(Referring expression pointing data)
+++
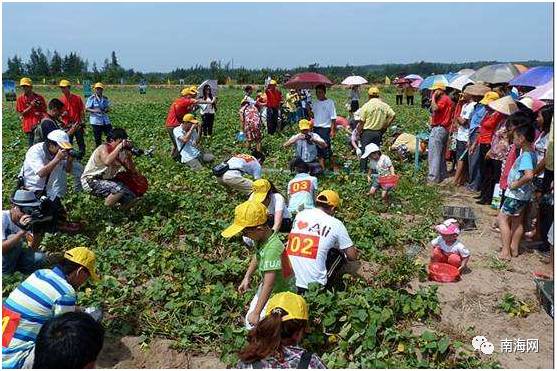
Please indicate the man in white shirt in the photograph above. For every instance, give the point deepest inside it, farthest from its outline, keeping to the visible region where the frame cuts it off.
(318, 243)
(240, 165)
(324, 124)
(302, 188)
(187, 136)
(307, 146)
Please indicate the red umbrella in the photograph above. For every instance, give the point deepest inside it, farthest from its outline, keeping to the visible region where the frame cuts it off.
(307, 80)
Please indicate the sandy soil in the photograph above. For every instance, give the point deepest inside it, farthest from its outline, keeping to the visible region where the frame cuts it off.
(469, 307)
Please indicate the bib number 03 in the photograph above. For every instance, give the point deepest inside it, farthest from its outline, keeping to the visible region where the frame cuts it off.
(302, 245)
+++
Exercise instructions: Please retype the records above starting with the line that contains "Please indicate the sandy" and stopping after the last line, changing nothing.

Reply to the exercise:
Please indicate the sandy soil in the photograph above. For every instance, give the point deepest inside it, farthest from its outline, keeping to the visible region where the frame cuts it off.
(469, 307)
Please indicate the bib number 03 in the photograph above. For every instance, give the point deepest inside it, farthest from its outline, keeping to the visible region where the frame cuts it off.
(302, 245)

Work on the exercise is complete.